Riscrivi per intero tutti i record qui sotto, aggiungendo -143 a ogni valore delle coordinate.

╭─ Materiale

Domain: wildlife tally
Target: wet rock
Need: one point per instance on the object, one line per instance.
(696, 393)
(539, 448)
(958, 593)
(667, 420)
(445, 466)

╰─

▸ **Soluzione**:
Domain: wildlife tally
Target: wet rock
Need: one point per instance on the object, one line per instance.
(553, 250)
(396, 305)
(815, 450)
(524, 277)
(302, 323)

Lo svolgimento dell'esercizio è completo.